[Point localization data]
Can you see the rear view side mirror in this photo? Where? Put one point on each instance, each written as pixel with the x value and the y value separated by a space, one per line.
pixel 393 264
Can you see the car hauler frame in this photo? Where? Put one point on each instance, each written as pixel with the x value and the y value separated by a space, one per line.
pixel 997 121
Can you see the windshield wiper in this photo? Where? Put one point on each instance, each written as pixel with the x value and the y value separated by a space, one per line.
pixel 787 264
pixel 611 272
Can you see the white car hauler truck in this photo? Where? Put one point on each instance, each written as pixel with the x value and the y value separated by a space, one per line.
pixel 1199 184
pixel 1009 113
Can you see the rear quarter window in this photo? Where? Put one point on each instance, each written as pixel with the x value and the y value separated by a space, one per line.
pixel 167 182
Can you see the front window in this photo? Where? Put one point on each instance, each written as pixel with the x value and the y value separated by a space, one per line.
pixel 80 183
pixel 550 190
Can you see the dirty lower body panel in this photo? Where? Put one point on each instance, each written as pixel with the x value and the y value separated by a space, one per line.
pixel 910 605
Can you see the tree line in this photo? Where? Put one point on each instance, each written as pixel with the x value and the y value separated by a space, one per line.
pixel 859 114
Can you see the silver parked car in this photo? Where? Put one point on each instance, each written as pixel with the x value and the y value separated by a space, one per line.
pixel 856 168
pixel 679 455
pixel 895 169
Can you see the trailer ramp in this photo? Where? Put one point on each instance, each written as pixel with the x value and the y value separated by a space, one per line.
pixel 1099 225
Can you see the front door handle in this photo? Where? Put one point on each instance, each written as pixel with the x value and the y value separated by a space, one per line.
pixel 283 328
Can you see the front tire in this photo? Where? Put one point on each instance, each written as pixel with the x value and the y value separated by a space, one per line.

● **WORK TO BE COMPLETED**
Restate each line above word for word.

● **EXERCISE OUTPUT**
Can you see the rear view side mirror in this photo? Where? Put one point on each instance, each written as pixel with the x value and the y value separated by a space, one per line.
pixel 393 264
Can you see the car hauler frame in this photo? Where? Put one point on each instance, each written as pixel with the x value and the y value separated by a space, one per line.
pixel 997 121
Can you see the windshield wiper in this photo? Where? Put one point on each instance, each written as pixel with the x value and the y value separated by a space, one per line.
pixel 787 264
pixel 611 272
Can you see the white car hauler truck in this photo? Where? Put one point on each instance, each written as pixel with the x value and the y value separated by a space, one per line.
pixel 1199 184
pixel 1009 113
Can you see the rear quarter window in this photo? Where? Put one point on each instance, each written as pixel with the x value and the y value separated by a space, one per line.
pixel 167 182
Can you see the front window in this photo? Where? Put one point on each instance, each written as pixel with the x value and the y value separated by a space, one per line.
pixel 80 183
pixel 550 190
Can you see the dirty lower body panel in this photo? Where? Put one point on each instance, each written as pixel with the x value and the y value separated by a space, one per line.
pixel 910 605
Can you see the tree line in this photo? Where? Put one point on each instance, each written as pixel with the x value and the y value separated by a space, one per line.
pixel 859 114
Can you see the silver parked car in this photo? Where? Put one point on each instance, each written as pixel with the x value and the y value separated by a space, one per line.
pixel 856 168
pixel 679 455
pixel 895 169
Can you see the trailer ramp in this photo? Where? Put one point on each instance, each written as pixel with the x value and the y value separated by a space, one per line.
pixel 1099 225
Can you see the front door handle in this photo? Where? Put one point on each instance, each written as pixel with the x value and the y value separated by a space, one per line.
pixel 283 328
Can you see the front tire in this photo? Where? Put one point on each instance, each written as pixel with the x value and the y value separated by a space, one per line.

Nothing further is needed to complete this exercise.